======== СТАТЬЯ
Что до гондорцев, то они уделяют церемониям гораздо больше внимания, чем кто бы то ни было в этой книге. Один из их обычаев напоминает благодарственную молитву перед едой: перед началом трапезы они обращают взор на запад – не только в память о Нуменоре, но «дальше на запад, к нетленному Блаженному Краю, и еще дальше, к Предвечной отчизне». Что характерно, Фродо и Сэм не понимают, о чем говорит Фарамир, и никто не дает им дополнительных пояснений, однако гондорцы верят в валаров – сверхъестественные силы, которые стоят выше людей, но ниже Единого. Вероятно, Толкину непросто было объяснить своему другу-иезуиту, каким статусом обладали эти «полубоги» и чем они отличались от языческих идолов. Кроме того, они являют собой своего рода анахронизм – впрочем, возможно, это было сознательное решение Толкина. Когда в главе 7 книги V Денэтор решает совершить самоубийство (для католика такой поступок, естественно, был вдвойне отвратителен), Гэндальф его отчитывает:
«Не волен ты, наместник, предуказывать день и час своей смерти… Одни лишь [языческие (heathen)][72] владыки древности, покорствуя темным силам, назначали этот час и, одержимые гордыней и отчаянием, убивали себя, а заодно и родню, чтоб легче было умирать».
Здесь Гэндальф говорит о погребальном жертвоприношении, признавая, что подобная практика существовала и в Средиземье, однако стоит отметить знаковое и в каком-то смысле нелогичное употребление им прилагательного heathen. Как это ни парадоксально, heathen – это слово из сугубо христианского лексикона. Оно представляет собой древнеанглийский аналог латинского paganus (изначально – «сельский, провинциальный», затем «языческий») – «происходящий из pagus (округа) или pays (местности)», но не peasant (крестьянин) в социальном смысле, а деревенщина, живущий в глуши, не знакомый с правилами поведения в цивилизованном обществе, – нехристь. Называя кого-то язычником, подразумевает ли Гэндальф, что сам он им не является? И если это так, то кто он тогда? Этот вопрос, как обычно, остается без ответа.
================
======== ЗАПИСИ ДАННЫХ
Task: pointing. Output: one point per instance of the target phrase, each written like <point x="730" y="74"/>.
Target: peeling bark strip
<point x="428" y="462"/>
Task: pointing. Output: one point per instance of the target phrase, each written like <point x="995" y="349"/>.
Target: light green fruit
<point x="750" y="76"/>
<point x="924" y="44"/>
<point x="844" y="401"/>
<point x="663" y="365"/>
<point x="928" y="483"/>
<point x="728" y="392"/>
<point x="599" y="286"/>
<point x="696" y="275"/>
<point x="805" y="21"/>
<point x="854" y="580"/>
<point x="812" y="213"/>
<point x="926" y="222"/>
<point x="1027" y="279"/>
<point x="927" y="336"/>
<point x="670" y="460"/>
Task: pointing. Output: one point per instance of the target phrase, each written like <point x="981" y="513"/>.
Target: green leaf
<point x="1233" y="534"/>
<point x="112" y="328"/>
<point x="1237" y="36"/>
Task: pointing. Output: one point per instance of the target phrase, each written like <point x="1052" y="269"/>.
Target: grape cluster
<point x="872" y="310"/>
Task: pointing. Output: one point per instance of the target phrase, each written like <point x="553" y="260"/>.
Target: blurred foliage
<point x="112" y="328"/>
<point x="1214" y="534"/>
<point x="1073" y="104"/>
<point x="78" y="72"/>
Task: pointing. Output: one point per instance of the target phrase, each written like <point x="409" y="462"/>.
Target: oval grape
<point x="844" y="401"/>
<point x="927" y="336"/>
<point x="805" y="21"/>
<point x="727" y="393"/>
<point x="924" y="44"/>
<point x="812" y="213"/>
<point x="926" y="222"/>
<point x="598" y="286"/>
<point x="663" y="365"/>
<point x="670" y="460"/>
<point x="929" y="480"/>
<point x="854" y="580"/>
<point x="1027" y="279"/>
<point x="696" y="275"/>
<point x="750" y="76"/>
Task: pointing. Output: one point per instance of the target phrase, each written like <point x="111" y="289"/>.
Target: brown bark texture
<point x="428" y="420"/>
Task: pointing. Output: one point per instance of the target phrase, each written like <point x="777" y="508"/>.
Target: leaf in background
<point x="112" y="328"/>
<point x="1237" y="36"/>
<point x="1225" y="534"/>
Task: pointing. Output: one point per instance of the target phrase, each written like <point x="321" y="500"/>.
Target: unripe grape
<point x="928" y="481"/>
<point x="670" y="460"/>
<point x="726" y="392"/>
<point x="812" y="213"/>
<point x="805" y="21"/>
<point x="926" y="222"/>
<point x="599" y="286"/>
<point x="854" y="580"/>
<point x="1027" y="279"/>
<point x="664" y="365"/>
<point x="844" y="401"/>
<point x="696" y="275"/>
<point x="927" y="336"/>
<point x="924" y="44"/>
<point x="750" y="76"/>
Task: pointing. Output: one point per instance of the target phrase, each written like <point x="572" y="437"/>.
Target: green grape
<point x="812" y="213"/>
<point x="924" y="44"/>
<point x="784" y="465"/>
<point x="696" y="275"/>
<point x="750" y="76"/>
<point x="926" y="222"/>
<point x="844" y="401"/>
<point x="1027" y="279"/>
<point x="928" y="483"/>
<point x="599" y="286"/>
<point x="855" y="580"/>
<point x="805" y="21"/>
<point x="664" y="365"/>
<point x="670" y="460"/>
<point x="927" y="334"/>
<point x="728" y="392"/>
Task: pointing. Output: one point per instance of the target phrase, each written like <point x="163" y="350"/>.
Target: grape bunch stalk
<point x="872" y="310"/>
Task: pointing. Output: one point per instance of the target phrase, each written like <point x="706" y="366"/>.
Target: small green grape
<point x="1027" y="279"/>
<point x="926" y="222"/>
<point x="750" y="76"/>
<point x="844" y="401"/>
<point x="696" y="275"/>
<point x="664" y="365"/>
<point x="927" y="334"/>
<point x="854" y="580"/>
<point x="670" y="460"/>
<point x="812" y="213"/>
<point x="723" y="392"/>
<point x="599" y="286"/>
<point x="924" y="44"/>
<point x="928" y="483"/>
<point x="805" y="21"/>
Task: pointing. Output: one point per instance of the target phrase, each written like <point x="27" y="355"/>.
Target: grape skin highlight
================
> ЗАДАНИЯ:
a: Выпишите из статьи отрывок между «Здесь Гэндальф говорит» и «остается без ответа.» включительно.
b: Куда, согласно статье, обращают взор гондорцы перед началом трапезы?
c: Определите, соответствуют ли статье следующие утверждения, и подтвердите каждый ответ точной цитатой из нее: (i) Фродо и Сэм понимают, о чем говорит Фарамир; (ii) слово heathen является древнеанглийским аналогом латинского paganus; (iii) на вопрос о том, кто такой Гэндальф, дается ответ.
Данные здесь никак не используются.

> ОТВЕТЫ:
a:
Здесь Гэндальф говорит о погребальном жертвоприношении, признавая, что подобная практика существовала и в Средиземье, однако стоит отметить знаковое и в каком-то смысле нелогичное употребление им прилагательного heathen. Как это ни парадоксально, heathen – это слово из сугубо христианского лексикона. Оно представляет собой древнеанглийский аналог латинского paganus (изначально – «сельский, провинциальный», затем «языческий») – «происходящий из pagus (округа) или pays (местности)», но не peasant (крестьянин) в социальном смысле, а деревенщина, живущий в глуши, не знакомый с правилами поведения в цивилизованном обществе, – нехристь. Называя кого-то язычником, подразумевает ли Гэндальф, что сам он им не является? И если это так, то кто он тогда? Этот вопрос, как обычно, остается без ответа.

b: На запад.

c:
(i) Нет: «Фродо и Сэм не понимают, о чем говорит Фарамир».
(ii) Да: «Оно представляет собой древнеанглийский аналог латинского paganus».
(iii) Нет: «Этот вопрос, как обычно, остается без ответа».